What you are asked to do —
Repeat all of the data exactly. Leave nothing out.

[Data excerpts]
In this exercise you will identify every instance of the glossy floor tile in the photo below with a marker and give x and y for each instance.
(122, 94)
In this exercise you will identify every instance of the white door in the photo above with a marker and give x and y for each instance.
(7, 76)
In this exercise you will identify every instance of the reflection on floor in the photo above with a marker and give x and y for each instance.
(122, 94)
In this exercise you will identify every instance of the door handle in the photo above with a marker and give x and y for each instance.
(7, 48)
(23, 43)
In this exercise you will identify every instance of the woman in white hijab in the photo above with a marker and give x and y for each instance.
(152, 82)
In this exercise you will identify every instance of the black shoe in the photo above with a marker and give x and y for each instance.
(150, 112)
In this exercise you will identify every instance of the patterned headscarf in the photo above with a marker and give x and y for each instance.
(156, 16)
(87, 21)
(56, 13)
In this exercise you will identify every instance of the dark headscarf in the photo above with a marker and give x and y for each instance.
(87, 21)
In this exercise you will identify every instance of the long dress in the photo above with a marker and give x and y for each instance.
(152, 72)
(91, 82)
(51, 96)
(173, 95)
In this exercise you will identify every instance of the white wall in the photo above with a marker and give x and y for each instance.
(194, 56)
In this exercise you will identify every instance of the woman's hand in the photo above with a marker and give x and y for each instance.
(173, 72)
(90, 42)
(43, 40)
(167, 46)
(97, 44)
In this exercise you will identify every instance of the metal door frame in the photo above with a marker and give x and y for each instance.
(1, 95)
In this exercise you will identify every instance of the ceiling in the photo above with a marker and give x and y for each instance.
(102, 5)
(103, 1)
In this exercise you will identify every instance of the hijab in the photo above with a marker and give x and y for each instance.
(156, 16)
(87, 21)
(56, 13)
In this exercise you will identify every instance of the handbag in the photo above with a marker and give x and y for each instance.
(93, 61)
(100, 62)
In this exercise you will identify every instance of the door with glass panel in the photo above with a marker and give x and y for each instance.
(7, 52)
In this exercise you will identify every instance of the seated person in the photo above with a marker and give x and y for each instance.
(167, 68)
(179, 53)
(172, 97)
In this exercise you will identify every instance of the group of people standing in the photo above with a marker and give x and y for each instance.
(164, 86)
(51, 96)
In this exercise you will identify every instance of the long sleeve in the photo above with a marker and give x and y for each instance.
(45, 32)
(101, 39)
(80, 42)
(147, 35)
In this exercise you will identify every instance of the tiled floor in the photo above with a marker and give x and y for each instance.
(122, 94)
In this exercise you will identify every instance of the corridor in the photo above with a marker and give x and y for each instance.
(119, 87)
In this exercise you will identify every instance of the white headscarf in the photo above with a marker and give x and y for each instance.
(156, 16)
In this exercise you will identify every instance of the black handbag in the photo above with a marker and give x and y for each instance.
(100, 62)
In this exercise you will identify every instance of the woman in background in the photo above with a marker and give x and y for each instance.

Solution for this problem —
In this exercise you will identify every instance of the glossy floor tile in the photo below with a marker and give x and y for each instance.
(122, 94)
In this exercise you will identify every instance of the white door in the photo above with a marker and give x and y for each instance.
(7, 76)
In this exercise you will identify every instance of the reflection on floor in the photo above with a marker and give x and y for each instance.
(122, 94)
In this exercise you will identify every instance of the door handle in the photo above with a marker and give x and y for each instance.
(7, 48)
(23, 43)
In this exercise you will identify every instance of the woman in white hijab in the photo above with a marker and give x and y for each instance.
(152, 82)
In this exercise you will identify every instance of the black shoe in the photo above with a marker and give x and y for each instance.
(150, 112)
In this exercise you will identify every instance of the patterned headscarf in the photo above with a marker and give x and y for each instance.
(156, 16)
(87, 21)
(56, 13)
In this exercise you will identify every instance of the dark headscarf in the photo above with a marker and give x and y for each instance.
(87, 21)
In this exercise you will identify every instance of the long dress in the photo above with a marker and give x and y for each instance.
(152, 72)
(91, 82)
(51, 96)
(173, 95)
In this exercise you will identify every instance of the white wall in the photo above with a marker and give x and y for each instance.
(194, 56)
In this exercise you will identify every instance of the woman's hand in the photo above with a marker and give x and y for each instance.
(173, 72)
(90, 42)
(43, 40)
(167, 46)
(97, 44)
In this exercise you will identify every instance of the metal door frame in the photo above with a marker and give x and y for each instance.
(1, 95)
In this exercise you will identify every instance of the ceiling in the photo above with a marker and give x and y for each instance.
(102, 5)
(103, 1)
In this exercise you will identify every instance of the hijab in the photo above with a marker and give x and y for each instance.
(156, 16)
(87, 21)
(56, 13)
In this exercise you will identify every instance of the handbag in the photo above with a marker and give x and y for each instance.
(93, 61)
(100, 62)
In this exercise you will identify every instance of the door with glass panel in the photo above with a marker and give x and y for each instance.
(7, 52)
In this exercise you will identify every instance of the seated person in the photo above with a marker and give x and y for each instance.
(167, 68)
(179, 53)
(172, 97)
In this exercise you will identify every instance of the group of people standing in the photo above with a marker and give x and y for each instance.
(164, 86)
(51, 96)
In this exercise you will identify every instance of the long sleeve in the photo above with a marker and give x and y for each instance.
(45, 32)
(101, 39)
(80, 42)
(147, 35)
In this exercise you will identify every instance of the tiled floor in the photo above with a marker and give x and y for each instance.
(122, 94)
In this exercise you will identify every instance of the corridor in the photo above with a marker and give x and y for each instance.
(119, 87)
In this exercise you will identify every instance of the white headscarf in the photo above with a marker and give x and y for each instance.
(156, 16)
In this exercise you will identify every instance of the black handbag in the photo above with a marker and give x and y for each instance.
(100, 62)
In this exercise you will identify every instance of the woman in background in the photo above with a marker and give x and y for each instance.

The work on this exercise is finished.